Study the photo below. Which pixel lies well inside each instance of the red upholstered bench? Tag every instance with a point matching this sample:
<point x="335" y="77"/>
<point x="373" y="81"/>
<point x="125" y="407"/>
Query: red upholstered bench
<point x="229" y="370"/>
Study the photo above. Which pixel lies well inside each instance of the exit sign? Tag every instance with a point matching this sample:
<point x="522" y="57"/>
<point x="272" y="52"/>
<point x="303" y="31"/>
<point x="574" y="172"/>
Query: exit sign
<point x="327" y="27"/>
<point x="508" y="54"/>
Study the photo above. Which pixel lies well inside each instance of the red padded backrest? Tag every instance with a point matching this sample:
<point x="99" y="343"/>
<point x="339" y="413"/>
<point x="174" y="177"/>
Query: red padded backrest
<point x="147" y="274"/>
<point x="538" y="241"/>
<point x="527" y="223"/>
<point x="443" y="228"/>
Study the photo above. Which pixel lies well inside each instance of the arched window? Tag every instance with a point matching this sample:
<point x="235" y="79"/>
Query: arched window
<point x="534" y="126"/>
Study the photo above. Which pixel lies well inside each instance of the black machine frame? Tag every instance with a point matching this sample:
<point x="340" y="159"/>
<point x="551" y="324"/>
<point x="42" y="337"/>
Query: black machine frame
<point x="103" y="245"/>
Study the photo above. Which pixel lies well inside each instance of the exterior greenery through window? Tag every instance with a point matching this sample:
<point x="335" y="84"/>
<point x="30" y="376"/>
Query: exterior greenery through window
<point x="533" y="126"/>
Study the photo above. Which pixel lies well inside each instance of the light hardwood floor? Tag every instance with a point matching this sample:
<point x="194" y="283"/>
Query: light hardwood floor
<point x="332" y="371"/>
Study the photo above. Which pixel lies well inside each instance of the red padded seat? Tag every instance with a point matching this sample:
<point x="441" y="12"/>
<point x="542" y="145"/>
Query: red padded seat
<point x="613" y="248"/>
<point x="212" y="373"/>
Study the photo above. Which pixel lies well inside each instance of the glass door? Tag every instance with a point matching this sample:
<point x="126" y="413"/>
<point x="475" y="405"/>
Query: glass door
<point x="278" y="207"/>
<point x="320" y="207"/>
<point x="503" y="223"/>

────────

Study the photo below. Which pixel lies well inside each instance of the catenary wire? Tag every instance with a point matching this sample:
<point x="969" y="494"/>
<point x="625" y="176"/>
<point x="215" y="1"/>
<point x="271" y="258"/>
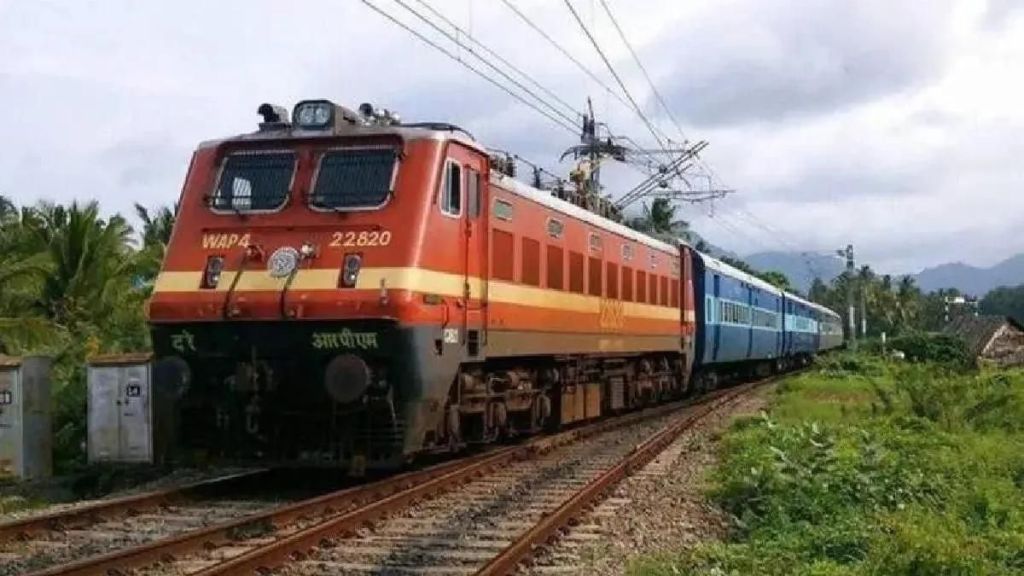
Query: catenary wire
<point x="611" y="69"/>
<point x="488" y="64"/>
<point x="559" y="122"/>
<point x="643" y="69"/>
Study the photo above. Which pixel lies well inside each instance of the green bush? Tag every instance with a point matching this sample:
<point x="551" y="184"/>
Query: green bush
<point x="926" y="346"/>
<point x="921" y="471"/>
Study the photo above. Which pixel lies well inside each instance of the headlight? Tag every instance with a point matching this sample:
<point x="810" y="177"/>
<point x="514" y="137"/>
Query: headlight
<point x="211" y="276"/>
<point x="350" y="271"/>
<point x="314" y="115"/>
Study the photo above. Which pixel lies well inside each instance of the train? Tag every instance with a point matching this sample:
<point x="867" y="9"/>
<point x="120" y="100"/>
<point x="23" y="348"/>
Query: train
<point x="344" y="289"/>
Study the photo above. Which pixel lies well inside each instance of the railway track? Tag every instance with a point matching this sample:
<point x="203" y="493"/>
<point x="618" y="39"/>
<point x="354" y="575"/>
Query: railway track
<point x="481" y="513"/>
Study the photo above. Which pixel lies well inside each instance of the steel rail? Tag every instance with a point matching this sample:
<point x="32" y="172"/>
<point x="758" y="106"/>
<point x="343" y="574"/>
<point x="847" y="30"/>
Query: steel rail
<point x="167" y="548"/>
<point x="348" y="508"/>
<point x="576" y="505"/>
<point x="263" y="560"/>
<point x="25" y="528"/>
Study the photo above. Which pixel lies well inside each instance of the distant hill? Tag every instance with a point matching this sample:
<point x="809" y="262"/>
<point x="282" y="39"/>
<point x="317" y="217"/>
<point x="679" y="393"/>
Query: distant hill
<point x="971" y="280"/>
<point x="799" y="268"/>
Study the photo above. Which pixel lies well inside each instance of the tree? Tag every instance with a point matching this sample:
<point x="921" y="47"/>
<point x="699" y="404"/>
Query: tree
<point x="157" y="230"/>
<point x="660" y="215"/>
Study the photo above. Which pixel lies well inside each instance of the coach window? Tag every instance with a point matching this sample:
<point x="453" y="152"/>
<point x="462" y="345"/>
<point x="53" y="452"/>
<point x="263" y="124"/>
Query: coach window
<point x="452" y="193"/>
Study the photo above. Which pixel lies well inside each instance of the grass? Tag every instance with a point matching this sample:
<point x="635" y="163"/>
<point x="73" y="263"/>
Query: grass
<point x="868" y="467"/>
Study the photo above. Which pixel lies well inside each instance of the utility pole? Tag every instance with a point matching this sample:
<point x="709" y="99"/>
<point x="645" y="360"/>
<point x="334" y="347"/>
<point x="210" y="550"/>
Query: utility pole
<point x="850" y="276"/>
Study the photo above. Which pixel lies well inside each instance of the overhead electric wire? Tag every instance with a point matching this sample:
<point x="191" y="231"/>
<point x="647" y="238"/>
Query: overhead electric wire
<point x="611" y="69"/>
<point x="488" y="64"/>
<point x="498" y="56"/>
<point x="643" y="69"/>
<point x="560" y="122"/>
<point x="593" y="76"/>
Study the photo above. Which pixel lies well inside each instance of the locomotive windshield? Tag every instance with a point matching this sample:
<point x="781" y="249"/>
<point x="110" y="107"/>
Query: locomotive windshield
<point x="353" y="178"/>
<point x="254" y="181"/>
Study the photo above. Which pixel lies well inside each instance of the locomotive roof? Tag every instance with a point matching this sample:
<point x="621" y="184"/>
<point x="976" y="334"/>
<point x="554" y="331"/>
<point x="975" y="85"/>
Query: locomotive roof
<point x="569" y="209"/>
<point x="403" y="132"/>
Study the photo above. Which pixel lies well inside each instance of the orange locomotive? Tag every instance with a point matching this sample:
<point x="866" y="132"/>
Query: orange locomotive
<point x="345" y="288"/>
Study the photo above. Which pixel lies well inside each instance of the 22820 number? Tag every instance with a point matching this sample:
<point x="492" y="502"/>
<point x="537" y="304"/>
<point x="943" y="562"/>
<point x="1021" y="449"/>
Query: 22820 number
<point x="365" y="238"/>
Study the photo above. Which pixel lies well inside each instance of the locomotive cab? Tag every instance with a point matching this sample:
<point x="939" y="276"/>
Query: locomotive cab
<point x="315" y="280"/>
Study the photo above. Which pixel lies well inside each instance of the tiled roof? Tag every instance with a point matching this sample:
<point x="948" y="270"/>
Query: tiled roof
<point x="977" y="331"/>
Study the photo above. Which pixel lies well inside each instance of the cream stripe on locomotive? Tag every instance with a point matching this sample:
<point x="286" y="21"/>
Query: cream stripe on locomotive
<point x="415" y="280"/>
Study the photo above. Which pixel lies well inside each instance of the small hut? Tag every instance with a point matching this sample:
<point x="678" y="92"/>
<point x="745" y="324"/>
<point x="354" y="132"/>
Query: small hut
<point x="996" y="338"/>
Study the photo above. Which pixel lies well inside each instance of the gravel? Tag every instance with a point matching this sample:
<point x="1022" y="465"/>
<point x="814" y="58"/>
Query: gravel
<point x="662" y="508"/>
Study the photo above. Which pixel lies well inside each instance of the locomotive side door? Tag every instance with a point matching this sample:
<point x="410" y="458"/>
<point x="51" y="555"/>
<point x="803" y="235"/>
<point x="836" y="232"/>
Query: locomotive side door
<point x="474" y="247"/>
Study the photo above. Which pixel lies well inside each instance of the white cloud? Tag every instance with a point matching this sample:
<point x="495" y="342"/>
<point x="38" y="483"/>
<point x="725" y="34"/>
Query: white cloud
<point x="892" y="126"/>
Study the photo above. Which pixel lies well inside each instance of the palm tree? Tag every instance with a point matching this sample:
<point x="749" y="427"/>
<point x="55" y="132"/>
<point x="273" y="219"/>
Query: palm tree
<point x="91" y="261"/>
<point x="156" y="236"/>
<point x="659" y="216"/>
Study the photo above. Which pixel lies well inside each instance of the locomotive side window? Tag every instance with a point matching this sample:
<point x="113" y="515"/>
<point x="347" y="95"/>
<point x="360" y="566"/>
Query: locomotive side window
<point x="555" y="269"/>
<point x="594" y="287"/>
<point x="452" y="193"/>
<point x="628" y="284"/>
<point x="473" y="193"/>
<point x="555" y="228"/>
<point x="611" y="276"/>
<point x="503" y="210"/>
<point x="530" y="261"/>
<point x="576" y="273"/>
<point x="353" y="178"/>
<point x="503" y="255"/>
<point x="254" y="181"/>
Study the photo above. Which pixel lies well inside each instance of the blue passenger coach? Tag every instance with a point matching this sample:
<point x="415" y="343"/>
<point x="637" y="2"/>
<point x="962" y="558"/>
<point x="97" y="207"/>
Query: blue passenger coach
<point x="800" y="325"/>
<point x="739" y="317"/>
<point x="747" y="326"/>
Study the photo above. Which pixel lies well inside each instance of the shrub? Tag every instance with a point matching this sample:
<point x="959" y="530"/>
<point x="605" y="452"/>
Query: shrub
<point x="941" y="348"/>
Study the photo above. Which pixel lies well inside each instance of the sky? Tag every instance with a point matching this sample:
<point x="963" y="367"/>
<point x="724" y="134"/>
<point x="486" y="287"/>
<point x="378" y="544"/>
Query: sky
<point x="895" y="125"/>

────────

Goal: How many lines in the data above contain the word "orange"? Reply with the number alone.

Expected answer: 2